**Problem requirements**
Repeat the stretch of the tax text below from "One of the ways" through "owes in taxes.", swapping "loophole" for "provision".

One of the ways that working people subsidize stratospheric executive pay is a loophole that allows unlimited compensation to be deducted from a corporation’s tax bill — the more outlandish the executive pay, the less a corporation owes in taxes.

The massive tax cuts for the wealthiest put through by the Bush II/Cheney administration is often cited as a leading reason for the yawning deficits that opened up during the decade of the 2000s. The wealthiest certainly benefited, as the Institute for Policy Studies report demonstrates: Fifty-seven chief executive officers alone saved a composite $104 million, or $1.8 million per CEO, as a result of the Bush tax cuts.

U.S. economic elites are not unique, and there are many more than 57 people enjoying massive benefits from tax cuts, subsidies, tax havens and tax shelters. A July 2012 Tax Justice Network report found that:

“A significant fraction of global private financial wealth — by our estimates, at least $21 to $32 trillion as of 2010 — has been invested virtually tax-free through the world’s still-expanding black hole of more than 80 ‘offshore’ secrecy jurisdictions. We believe this range to be conservative.”

That is a whole lot of wealth not being taxed. And while most of that total is accumulated by the wealthiest in the advanced capitalist countries, much of it comes from elites in other countries. The Tax Justice Network studied 139 middle- and low-income countries for which it had sufficient World Bank data and found that:

“Since the 1970s, with eager (and often aggressive and illegal) assistance from the international private banking industry, it appears that private elites in this sub-group of 139 countries had accumulated $7.3 to $9.3 trillion of unrecorded offshore wealth in 2010, conservatively estimated, even while many of their public sectors were borrowing themselves into bankruptcy, enduring agonizing ‘structural adjustment’ and low growth, and holding fire sales of public assets.”

Within the United States, Citizens for Tax Justice reports that:

“Tax evasion by individual taxpayers is estimated to deprive the U.S. Treasury of as much as $70 billion per year (corporate offshore tax avoidance is estimated to cost the Treasury an additional $90 billion per year).”

The U.S. government budget deficit is much larger than $160 billion per year, but the total in the above paragraph is only an estimate of shell games performed with off-shore tax havens. Add in tax loopholes, accounting gimmicks and assorted other ways to avoid paying tax on income and profits, and the numbers begin to add up.

The wealthy would much rather loan money than pay taxes. They would like more money to flow to them. But extreme inequality leads to hard times and a vicious circle — more austerity is imposed, reducing the amount of money in the hands of working people, causing them to spend less due to fear of the future, which leads to more weakness in the economy. (No small factor when consumer spending constitutes 60 to 70 percent of the gross domestic product of advanced capitalist countries.)

As more money and capital is concentrated into fewer hands, and the ability to move jobs and production is more unfettered, more power is concentrated in the hands of economic elites, giving them a greater ability to have their preferred policies adopted by governments.

**Data entries**
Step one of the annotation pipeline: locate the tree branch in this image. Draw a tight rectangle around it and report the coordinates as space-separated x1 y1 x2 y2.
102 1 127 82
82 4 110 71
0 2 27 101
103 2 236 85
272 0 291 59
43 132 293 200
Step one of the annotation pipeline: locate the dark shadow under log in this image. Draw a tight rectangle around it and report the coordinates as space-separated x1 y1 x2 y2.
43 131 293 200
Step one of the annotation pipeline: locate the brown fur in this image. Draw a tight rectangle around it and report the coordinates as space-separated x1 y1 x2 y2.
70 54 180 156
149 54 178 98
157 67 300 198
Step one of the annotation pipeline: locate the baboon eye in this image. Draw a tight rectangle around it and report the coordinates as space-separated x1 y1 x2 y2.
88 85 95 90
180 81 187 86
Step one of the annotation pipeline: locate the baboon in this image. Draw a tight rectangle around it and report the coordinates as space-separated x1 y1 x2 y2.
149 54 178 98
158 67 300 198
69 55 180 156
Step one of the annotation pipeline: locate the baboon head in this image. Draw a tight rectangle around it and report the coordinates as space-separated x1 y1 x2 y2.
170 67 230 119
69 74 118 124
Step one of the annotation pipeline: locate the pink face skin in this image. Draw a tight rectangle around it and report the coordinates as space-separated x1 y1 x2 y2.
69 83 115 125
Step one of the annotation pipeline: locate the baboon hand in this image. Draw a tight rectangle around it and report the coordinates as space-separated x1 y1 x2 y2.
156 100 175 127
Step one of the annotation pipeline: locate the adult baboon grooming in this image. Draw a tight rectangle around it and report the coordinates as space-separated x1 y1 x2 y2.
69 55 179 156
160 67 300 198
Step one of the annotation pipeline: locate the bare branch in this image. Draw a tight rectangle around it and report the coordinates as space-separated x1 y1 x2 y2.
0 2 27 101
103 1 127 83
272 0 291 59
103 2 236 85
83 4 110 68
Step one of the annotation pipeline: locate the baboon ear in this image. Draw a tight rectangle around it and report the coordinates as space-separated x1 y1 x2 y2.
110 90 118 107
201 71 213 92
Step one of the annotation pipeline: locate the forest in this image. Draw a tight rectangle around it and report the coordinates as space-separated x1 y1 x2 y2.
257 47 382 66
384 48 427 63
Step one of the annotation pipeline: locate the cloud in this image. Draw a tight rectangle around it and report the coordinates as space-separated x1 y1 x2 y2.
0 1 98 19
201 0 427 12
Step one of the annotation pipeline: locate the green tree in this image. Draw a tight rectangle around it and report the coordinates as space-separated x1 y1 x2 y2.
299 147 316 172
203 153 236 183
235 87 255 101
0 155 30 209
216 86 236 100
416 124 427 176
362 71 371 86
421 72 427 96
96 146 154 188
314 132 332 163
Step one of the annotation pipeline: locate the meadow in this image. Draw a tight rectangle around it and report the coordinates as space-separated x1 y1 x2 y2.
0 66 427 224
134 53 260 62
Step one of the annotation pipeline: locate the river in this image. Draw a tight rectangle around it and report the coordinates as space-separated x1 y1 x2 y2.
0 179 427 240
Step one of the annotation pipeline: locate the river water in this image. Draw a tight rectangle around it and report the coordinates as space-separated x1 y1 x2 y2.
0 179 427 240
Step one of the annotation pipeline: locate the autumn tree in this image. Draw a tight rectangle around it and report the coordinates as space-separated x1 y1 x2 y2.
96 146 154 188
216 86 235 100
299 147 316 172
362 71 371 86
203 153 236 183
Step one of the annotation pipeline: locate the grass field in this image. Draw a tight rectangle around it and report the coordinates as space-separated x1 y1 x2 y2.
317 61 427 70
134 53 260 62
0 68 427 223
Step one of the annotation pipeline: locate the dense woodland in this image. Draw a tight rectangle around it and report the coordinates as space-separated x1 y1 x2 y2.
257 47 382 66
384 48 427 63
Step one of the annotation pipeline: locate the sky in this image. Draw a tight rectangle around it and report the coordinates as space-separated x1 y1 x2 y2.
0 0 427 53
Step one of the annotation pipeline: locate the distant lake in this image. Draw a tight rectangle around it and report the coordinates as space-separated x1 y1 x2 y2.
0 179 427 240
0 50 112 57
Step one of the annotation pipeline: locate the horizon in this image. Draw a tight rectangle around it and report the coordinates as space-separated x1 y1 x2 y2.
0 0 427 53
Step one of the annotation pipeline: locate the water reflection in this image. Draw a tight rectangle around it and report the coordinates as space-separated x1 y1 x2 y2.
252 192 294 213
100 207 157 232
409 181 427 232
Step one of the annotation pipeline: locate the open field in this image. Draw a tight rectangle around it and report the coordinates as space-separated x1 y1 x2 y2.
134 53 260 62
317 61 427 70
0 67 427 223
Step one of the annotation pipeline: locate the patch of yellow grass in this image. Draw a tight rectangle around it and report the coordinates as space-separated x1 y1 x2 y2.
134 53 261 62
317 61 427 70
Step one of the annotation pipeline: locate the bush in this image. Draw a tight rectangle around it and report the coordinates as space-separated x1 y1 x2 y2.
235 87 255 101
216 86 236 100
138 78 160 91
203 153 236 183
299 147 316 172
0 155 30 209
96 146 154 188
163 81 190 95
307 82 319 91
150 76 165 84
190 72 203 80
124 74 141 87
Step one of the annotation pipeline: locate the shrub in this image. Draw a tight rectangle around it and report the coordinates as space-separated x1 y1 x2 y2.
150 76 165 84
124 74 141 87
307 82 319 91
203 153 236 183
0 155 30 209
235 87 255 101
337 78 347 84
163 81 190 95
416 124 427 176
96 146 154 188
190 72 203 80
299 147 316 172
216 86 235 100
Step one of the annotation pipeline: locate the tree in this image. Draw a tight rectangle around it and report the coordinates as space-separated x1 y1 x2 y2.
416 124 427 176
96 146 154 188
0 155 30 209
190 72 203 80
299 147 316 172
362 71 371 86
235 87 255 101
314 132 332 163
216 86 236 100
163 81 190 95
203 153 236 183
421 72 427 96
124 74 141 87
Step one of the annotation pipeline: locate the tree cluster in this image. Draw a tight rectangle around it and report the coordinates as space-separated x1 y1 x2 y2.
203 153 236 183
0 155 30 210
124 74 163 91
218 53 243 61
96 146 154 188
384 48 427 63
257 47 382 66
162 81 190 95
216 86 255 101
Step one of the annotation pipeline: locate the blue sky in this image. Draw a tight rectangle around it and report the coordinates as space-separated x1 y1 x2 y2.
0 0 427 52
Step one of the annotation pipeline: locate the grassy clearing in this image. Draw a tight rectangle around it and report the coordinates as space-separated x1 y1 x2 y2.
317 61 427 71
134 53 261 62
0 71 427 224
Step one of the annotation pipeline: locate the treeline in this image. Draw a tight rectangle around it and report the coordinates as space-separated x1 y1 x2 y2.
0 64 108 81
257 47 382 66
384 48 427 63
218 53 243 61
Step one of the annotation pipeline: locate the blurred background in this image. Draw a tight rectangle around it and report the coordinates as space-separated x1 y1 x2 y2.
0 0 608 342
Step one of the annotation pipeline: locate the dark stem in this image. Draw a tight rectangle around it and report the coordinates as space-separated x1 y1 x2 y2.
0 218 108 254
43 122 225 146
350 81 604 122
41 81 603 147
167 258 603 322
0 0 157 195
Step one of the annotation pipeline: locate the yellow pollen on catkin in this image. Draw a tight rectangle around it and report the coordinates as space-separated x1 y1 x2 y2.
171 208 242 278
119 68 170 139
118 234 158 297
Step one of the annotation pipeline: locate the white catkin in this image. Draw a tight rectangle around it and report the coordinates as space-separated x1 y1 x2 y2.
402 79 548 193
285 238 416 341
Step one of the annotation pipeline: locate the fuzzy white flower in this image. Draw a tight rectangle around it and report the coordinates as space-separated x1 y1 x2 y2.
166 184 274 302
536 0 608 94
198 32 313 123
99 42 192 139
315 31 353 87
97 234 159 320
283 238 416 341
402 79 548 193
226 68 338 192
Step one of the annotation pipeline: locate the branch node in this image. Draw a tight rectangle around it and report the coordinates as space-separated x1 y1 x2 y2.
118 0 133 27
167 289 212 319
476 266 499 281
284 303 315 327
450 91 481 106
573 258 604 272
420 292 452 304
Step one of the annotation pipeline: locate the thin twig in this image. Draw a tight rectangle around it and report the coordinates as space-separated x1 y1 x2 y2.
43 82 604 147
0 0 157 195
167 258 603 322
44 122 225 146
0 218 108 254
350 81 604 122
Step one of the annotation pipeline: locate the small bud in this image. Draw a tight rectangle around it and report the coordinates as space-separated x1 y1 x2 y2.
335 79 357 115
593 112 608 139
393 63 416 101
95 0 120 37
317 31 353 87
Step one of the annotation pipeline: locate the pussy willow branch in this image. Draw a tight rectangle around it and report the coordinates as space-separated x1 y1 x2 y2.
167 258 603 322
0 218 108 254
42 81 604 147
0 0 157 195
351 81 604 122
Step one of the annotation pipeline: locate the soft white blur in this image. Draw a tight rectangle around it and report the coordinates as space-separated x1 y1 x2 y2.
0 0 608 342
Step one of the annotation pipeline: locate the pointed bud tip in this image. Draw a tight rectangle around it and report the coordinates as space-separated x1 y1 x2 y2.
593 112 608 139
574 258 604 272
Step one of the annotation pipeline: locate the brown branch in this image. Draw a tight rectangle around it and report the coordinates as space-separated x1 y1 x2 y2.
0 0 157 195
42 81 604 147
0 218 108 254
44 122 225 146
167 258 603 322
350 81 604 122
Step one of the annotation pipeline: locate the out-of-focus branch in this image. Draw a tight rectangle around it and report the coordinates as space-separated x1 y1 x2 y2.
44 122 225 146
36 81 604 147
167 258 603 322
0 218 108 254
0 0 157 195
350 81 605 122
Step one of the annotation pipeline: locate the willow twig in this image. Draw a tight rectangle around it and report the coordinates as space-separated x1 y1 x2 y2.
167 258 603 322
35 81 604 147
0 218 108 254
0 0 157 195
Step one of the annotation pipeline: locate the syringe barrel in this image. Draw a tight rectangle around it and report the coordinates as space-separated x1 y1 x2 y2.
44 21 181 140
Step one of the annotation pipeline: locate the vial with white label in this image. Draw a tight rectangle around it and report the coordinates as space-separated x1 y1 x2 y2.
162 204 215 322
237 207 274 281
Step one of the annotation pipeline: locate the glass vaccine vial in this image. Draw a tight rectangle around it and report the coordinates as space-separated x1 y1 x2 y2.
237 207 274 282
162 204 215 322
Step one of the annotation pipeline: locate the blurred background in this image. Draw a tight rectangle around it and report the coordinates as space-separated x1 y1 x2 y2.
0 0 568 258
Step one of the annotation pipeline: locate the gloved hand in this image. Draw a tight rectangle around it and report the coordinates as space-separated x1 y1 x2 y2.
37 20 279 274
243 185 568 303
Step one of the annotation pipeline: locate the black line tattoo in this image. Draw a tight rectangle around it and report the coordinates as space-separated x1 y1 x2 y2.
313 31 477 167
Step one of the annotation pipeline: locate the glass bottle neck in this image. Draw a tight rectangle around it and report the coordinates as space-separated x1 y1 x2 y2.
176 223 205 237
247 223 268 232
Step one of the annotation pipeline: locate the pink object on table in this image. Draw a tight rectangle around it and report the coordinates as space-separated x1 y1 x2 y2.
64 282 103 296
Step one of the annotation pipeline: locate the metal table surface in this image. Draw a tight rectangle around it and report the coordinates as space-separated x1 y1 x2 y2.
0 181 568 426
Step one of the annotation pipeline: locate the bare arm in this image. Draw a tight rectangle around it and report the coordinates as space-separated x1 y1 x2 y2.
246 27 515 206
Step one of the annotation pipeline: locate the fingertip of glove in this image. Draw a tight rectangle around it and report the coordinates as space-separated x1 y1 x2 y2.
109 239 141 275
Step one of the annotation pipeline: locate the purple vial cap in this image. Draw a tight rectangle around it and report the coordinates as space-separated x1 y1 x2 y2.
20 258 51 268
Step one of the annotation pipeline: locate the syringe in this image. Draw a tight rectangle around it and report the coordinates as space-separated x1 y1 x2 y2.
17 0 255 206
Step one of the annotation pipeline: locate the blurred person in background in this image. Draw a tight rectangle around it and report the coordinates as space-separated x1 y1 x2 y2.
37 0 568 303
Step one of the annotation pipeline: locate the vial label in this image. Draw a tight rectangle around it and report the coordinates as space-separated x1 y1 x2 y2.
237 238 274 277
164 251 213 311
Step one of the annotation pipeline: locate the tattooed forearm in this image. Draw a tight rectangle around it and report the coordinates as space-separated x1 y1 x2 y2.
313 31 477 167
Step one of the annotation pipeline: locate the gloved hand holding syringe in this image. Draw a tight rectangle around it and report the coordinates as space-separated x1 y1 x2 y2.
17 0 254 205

**Exercise result**
One of the ways that working people subsidize stratospheric executive pay is a provision that allows unlimited compensation to be deducted from a corporation’s tax bill — the more outlandish the executive pay, the less a corporation owes in taxes.